── MATERIAL SHOWN ──
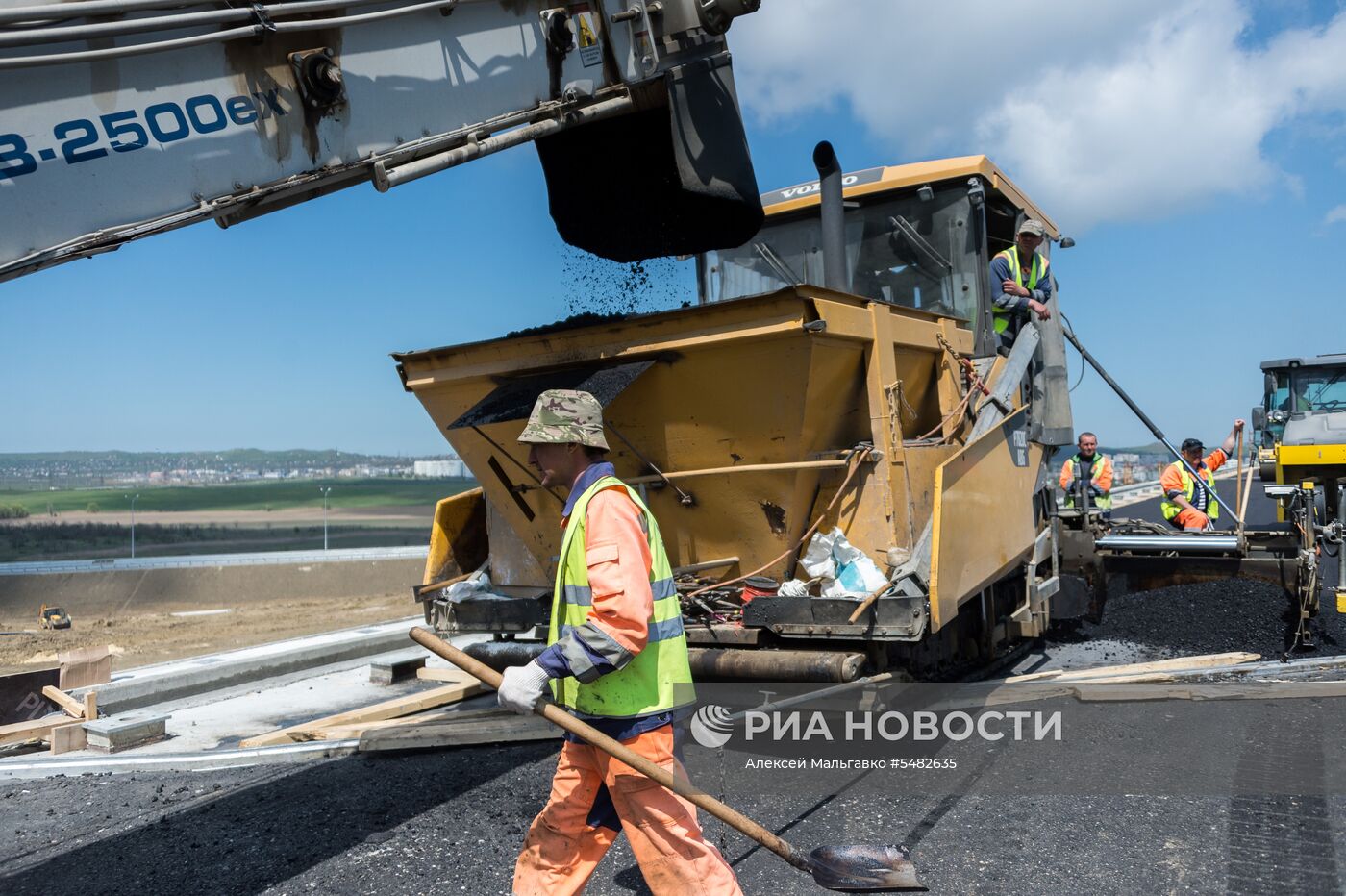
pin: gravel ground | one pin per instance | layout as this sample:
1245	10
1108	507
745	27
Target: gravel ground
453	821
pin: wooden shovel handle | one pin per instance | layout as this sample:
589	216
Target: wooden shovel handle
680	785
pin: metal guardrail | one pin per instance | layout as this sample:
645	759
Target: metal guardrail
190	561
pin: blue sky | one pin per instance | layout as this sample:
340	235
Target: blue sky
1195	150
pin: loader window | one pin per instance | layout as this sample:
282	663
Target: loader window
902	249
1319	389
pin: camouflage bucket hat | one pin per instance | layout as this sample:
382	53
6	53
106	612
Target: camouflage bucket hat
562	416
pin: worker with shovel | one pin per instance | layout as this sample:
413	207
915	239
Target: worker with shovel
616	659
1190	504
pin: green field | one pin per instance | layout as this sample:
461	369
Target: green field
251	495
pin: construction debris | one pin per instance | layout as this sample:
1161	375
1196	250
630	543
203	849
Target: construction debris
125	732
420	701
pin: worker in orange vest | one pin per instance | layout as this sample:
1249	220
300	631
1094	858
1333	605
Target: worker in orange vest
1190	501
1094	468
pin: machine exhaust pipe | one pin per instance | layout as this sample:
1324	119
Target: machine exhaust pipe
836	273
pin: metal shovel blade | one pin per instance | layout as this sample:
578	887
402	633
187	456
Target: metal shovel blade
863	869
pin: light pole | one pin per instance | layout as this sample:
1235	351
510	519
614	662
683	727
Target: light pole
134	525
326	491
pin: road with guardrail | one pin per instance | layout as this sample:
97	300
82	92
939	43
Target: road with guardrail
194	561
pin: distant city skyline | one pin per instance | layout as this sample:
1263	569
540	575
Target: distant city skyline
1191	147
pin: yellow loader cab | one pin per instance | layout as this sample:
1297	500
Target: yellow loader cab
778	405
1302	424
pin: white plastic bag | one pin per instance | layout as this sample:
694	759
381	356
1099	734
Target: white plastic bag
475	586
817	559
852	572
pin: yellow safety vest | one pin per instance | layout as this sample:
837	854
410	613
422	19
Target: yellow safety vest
───
WRITTEN EXERCISE: Leave the pictures out and output the rest of the listing exactly.

FINAL ANSWER:
pin: gravel ground | one pin per instance | layout as this sample:
1245	10
1108	507
745	27
Target: gravel ground
453	821
pin: wooden shovel handle | one pin per instance | layout as this sample:
589	216
Target: wooden shovel handle
680	785
pin: metal guardrail | one pin per instance | layout as this sample:
645	759
Target: metal guardrail
190	561
pin: blue sky | one pin per instance | layout as this sample:
340	235
Target: blue sky
1195	150
pin: loader window | one pin per instance | layout as this sample:
282	663
Target: loader window
902	249
1319	389
pin: camouflage bucket hat | one pin per instance | layout as this sample:
382	53
6	53
106	612
Target: camouflage bucket hat
562	416
pin: worker with shovel | one pin per instance | layout as this sample:
413	207
915	239
Target: worker with shovel
616	659
1190	504
pin: green field | one pin per instance | layout as this sample:
461	369
Target: green field
251	495
pin: construction debris | one pin per instance | layout as this sample:
1161	375
1196	250
630	543
203	849
Target: construction debris
125	732
420	701
pin: worker in orange vest | one pin per instance | layout as this sample:
1249	220
300	631
1094	858
1333	605
Target: worker in orange vest
1190	501
1094	468
pin: machine exhaust pipe | one pin per instance | layout as this sample:
1324	119
Target: machine exhaust pipe
836	273
pin: metal shovel blade | one pin per instance | layout as this sample:
578	887
402	633
187	456
Target: metal shovel blade
863	869
pin: light pole | one pin per instance | layout as this sample:
1235	351
510	519
614	662
683	727
Target: light pole
134	525
326	491
pin: road with guardrail | one pin per instance | layout as this sample:
97	300
82	92
939	43
Target: road with guardrail
194	561
pin: distant city skyline | one pin per instance | layout as this sample:
1263	569
540	575
Target: distant city skyline
1191	147
pin: yellow loader cab | one pin per instance | layout as this sample:
1297	500
Target: yellow loader cab
778	405
1302	424
pin: white plastic bag | one pin per instance | layout as this sample:
694	759
381	356
1099	734
Target: white plastic bag
475	586
817	559
852	572
pin: yellow safety vest | one pin per instance | layout as this sample:
837	854
410	613
422	19
Target: yellow safety vest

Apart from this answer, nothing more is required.